■ **What to produce**
Copy each of the rows below word for word, leaving nothing out and changing nothing.

* start *

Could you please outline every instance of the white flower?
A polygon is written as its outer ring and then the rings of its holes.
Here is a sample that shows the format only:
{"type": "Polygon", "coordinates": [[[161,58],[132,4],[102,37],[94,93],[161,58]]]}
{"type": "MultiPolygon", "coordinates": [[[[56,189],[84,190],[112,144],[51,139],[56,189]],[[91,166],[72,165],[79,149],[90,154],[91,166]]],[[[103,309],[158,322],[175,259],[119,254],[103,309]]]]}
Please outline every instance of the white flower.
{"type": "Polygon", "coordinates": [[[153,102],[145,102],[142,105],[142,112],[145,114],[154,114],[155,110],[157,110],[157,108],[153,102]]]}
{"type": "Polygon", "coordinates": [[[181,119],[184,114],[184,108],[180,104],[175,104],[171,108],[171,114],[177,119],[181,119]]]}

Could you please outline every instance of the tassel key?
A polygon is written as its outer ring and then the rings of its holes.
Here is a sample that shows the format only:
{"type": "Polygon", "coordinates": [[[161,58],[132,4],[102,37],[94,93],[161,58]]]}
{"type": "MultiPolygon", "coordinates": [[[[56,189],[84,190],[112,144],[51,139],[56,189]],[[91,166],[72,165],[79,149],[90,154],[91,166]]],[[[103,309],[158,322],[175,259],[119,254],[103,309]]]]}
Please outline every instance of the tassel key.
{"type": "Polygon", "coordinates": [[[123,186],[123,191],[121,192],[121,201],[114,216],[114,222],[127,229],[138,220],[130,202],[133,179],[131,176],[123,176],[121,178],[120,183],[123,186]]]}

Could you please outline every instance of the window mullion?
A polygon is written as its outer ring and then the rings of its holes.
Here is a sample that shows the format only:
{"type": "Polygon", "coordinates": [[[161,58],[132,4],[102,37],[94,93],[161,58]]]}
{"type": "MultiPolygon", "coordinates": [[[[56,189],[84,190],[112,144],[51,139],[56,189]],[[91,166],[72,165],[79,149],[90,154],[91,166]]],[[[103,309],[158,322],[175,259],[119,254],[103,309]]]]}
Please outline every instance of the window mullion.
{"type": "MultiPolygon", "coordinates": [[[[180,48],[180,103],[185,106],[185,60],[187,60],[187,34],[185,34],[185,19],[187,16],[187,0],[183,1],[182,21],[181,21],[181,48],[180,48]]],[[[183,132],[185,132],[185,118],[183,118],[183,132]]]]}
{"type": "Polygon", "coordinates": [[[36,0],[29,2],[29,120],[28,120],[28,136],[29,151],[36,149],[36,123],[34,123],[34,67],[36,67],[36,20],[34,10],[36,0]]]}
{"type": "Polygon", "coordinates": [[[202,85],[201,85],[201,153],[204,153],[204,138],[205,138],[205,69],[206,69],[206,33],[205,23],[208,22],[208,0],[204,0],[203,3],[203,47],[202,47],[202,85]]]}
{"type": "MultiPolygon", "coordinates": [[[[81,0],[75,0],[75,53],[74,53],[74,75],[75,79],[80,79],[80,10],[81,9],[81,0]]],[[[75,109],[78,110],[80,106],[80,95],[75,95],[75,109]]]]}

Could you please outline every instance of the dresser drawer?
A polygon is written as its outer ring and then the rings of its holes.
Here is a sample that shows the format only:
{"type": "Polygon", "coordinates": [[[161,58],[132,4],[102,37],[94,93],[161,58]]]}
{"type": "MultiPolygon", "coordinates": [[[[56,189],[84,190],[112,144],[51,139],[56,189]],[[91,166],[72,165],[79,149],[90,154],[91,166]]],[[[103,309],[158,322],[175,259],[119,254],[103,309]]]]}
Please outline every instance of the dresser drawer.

* end *

■ **Answer for this exercise**
Could you please outline every instance of the white flower?
A polygon is written as its outer ring and then the rings of its holes.
Here is a sample that shows the format only:
{"type": "Polygon", "coordinates": [[[161,58],[132,4],[102,37],[94,93],[161,58]]]}
{"type": "MultiPolygon", "coordinates": [[[[56,189],[84,190],[112,144],[51,139],[56,189]],[[91,166],[72,165],[79,149],[90,154],[91,166]]],[[[103,309],[158,322],[175,259],[119,254],[103,309]]]]}
Please outline every instance of the white flower.
{"type": "Polygon", "coordinates": [[[153,102],[145,102],[142,105],[142,112],[145,114],[154,114],[155,110],[157,110],[157,108],[153,102]]]}
{"type": "Polygon", "coordinates": [[[181,119],[184,114],[184,108],[180,104],[175,104],[171,108],[171,114],[177,119],[181,119]]]}

Could you please outline every instance of the tassel key?
A polygon is written as its outer ring and then the rings of its holes.
Here is a sample that shows the format only:
{"type": "Polygon", "coordinates": [[[161,58],[132,4],[102,37],[94,93],[161,58]]]}
{"type": "MultiPolygon", "coordinates": [[[[56,189],[84,190],[112,144],[51,139],[56,189]],[[91,166],[72,165],[79,149],[90,154],[91,166]]],[[[103,309],[158,322],[175,259],[119,254],[103,309]]]]}
Please outline every instance of the tassel key.
{"type": "Polygon", "coordinates": [[[123,186],[123,191],[121,192],[121,201],[114,216],[114,222],[127,229],[138,220],[130,202],[133,179],[131,176],[123,176],[121,178],[120,183],[123,186]]]}

Could you please outline every instance of the window mullion?
A polygon is written as its outer ring and then the rings of its holes.
Here is a sample that shows the format only:
{"type": "Polygon", "coordinates": [[[161,58],[132,4],[102,37],[94,93],[161,58]]]}
{"type": "MultiPolygon", "coordinates": [[[[56,189],[84,190],[112,144],[51,139],[56,189]],[[91,166],[72,165],[79,149],[90,154],[91,166]]],[[[103,309],[158,322],[175,259],[119,254],[103,309]]]]}
Please outline every instance of the window mullion.
{"type": "MultiPolygon", "coordinates": [[[[180,48],[180,103],[185,106],[185,60],[187,60],[187,34],[185,34],[185,19],[187,16],[187,0],[183,1],[182,21],[181,21],[181,48],[180,48]]],[[[183,132],[185,132],[185,118],[183,118],[183,132]]]]}
{"type": "Polygon", "coordinates": [[[36,0],[29,2],[29,120],[28,120],[28,136],[29,151],[36,149],[36,123],[34,123],[34,67],[36,67],[36,20],[34,10],[36,0]]]}
{"type": "Polygon", "coordinates": [[[202,85],[201,85],[201,153],[204,153],[204,138],[205,138],[205,69],[206,69],[206,33],[205,23],[208,22],[208,0],[204,0],[203,3],[203,47],[202,47],[202,85]]]}
{"type": "MultiPolygon", "coordinates": [[[[81,0],[75,0],[75,53],[74,53],[74,75],[75,79],[80,79],[80,10],[81,9],[81,0]]],[[[75,109],[78,110],[80,106],[80,95],[75,95],[75,109]]]]}

Could you please outline every instance of the dresser drawer?
A polygon is written as its outer ring and then the rings of its holes.
Here is a sample that shows the format only:
{"type": "Polygon", "coordinates": [[[161,58],[132,4],[102,37],[94,93],[161,58]]]}
{"type": "MultiPolygon", "coordinates": [[[[56,189],[84,190],[112,144],[51,139],[56,189]],[[91,166],[72,165],[79,149],[90,154],[91,166]]],[[[103,309],[158,322],[175,259],[119,254],[103,309]]]]}
Please outline every instance of the dresser drawer.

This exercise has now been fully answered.